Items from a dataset
- - - - -
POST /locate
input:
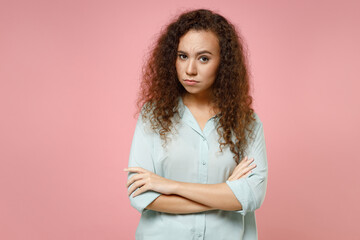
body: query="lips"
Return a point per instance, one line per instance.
(190, 82)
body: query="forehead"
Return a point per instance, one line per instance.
(195, 40)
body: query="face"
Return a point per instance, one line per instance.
(198, 61)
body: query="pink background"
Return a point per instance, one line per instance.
(69, 74)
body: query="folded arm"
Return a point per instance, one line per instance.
(181, 197)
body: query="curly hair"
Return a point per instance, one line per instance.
(160, 87)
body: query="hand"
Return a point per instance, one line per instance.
(145, 180)
(243, 169)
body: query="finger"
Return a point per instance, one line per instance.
(133, 179)
(246, 175)
(136, 185)
(135, 169)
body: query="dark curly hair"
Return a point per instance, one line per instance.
(160, 87)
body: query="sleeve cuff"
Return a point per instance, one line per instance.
(141, 201)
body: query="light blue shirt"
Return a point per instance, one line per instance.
(193, 155)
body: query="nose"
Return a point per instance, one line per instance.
(191, 68)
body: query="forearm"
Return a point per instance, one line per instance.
(217, 196)
(176, 205)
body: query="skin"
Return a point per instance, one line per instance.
(198, 60)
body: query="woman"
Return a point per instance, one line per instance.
(196, 124)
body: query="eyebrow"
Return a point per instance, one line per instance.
(198, 53)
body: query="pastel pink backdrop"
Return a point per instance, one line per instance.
(69, 74)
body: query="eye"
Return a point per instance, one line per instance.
(204, 59)
(182, 56)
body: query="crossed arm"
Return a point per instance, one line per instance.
(182, 198)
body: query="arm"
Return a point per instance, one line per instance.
(197, 197)
(176, 205)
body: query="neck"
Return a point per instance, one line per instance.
(198, 100)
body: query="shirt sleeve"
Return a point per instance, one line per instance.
(141, 155)
(250, 191)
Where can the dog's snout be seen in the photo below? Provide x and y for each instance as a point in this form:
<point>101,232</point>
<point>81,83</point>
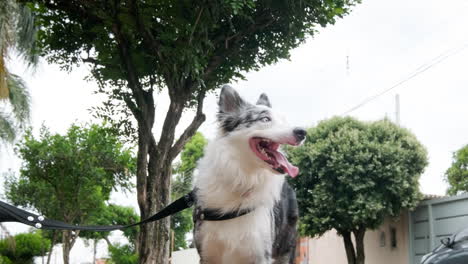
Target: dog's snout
<point>299,133</point>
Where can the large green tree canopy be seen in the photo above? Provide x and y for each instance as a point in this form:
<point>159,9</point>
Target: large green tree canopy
<point>137,48</point>
<point>354,174</point>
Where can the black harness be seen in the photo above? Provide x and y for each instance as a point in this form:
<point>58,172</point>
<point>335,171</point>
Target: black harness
<point>9,213</point>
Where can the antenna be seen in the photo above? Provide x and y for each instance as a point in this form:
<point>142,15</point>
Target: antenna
<point>397,109</point>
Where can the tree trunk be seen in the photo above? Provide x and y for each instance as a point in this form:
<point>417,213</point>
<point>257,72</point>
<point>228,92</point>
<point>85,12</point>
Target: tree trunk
<point>66,246</point>
<point>52,244</point>
<point>349,247</point>
<point>154,246</point>
<point>94,250</point>
<point>360,254</point>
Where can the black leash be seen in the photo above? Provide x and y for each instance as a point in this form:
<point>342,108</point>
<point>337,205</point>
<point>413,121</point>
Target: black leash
<point>10,213</point>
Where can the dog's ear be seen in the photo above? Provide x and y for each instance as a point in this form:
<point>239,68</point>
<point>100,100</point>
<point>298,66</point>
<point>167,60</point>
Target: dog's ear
<point>263,100</point>
<point>229,100</point>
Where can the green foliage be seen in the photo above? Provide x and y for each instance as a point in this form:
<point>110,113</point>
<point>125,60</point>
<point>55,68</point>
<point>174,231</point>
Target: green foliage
<point>137,48</point>
<point>182,222</point>
<point>354,174</point>
<point>113,215</point>
<point>69,177</point>
<point>457,174</point>
<point>188,35</point>
<point>22,248</point>
<point>124,254</point>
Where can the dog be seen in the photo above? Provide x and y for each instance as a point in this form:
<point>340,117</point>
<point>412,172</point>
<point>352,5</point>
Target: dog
<point>240,186</point>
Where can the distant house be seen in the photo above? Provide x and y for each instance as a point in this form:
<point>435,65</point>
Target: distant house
<point>403,240</point>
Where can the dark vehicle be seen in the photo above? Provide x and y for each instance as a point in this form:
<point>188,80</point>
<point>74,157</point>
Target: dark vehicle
<point>453,250</point>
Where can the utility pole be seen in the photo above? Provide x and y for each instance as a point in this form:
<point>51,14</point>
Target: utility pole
<point>397,109</point>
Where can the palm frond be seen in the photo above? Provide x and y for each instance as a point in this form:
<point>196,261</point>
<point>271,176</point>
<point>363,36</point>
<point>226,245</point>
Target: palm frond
<point>7,128</point>
<point>19,98</point>
<point>26,37</point>
<point>4,91</point>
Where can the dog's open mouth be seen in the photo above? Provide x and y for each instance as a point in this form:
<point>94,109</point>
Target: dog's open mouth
<point>267,150</point>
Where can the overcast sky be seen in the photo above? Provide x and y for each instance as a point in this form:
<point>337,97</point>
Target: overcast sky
<point>378,45</point>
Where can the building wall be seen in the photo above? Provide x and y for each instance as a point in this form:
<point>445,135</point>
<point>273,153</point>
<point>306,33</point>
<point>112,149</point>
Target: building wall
<point>435,219</point>
<point>329,248</point>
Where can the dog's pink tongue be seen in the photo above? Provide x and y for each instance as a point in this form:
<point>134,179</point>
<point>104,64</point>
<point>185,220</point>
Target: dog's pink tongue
<point>288,167</point>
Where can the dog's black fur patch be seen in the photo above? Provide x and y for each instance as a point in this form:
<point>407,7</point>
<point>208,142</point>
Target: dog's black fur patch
<point>286,214</point>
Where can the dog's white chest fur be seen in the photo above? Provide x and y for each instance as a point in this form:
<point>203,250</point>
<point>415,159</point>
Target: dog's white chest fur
<point>225,181</point>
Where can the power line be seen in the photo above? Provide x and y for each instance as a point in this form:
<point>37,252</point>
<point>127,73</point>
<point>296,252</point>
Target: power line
<point>424,67</point>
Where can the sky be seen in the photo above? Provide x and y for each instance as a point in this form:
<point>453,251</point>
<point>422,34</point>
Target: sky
<point>380,44</point>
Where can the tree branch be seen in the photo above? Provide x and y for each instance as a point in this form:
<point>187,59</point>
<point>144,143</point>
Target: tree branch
<point>191,129</point>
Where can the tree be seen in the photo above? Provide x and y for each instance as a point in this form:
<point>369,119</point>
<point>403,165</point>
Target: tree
<point>457,174</point>
<point>189,48</point>
<point>353,175</point>
<point>70,177</point>
<point>22,248</point>
<point>182,222</point>
<point>17,33</point>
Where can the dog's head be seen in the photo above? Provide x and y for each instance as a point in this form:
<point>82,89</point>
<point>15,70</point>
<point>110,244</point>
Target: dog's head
<point>257,131</point>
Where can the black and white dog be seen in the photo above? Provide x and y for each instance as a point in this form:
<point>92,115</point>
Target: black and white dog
<point>245,212</point>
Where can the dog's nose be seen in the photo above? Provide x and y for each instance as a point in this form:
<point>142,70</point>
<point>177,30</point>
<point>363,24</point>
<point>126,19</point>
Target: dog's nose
<point>299,133</point>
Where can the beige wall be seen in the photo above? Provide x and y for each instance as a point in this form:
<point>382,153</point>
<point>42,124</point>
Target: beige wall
- - - - -
### What is expected:
Which lines in the data above contain "curly"? Show each one.

### Exercise answer:
body: query="curly hair"
body: query="dark curly hair"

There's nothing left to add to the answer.